Labeled shape records:
________________________

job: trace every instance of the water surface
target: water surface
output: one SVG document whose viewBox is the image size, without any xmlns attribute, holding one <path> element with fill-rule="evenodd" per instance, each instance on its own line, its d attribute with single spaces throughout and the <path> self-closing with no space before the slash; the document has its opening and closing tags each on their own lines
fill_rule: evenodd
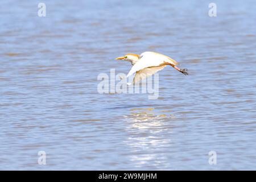
<svg viewBox="0 0 256 182">
<path fill-rule="evenodd" d="M 256 169 L 253 1 L 215 1 L 215 18 L 205 1 L 43 2 L 0 3 L 0 169 Z M 155 100 L 97 92 L 146 51 L 191 75 L 162 71 Z"/>
</svg>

________________________

Required work
Could you reproduce all of the data above verbatim, leaving out the pictures?

Solution to this exercise
job: trace every instance of the water surface
target: water surface
output: one SVG document whose viewBox is the image size, without any xmlns attribute, holding one <path> element with fill-rule="evenodd" per instance, each instance on its own line, its d attribute with single spaces throughout and the <path> self-closing with no space before the slash; the document has its opening and closing tags each on their own lines
fill_rule: evenodd
<svg viewBox="0 0 256 182">
<path fill-rule="evenodd" d="M 256 169 L 253 1 L 215 1 L 215 18 L 205 1 L 43 2 L 0 3 L 0 169 Z M 155 100 L 97 92 L 146 51 L 191 75 L 162 71 Z"/>
</svg>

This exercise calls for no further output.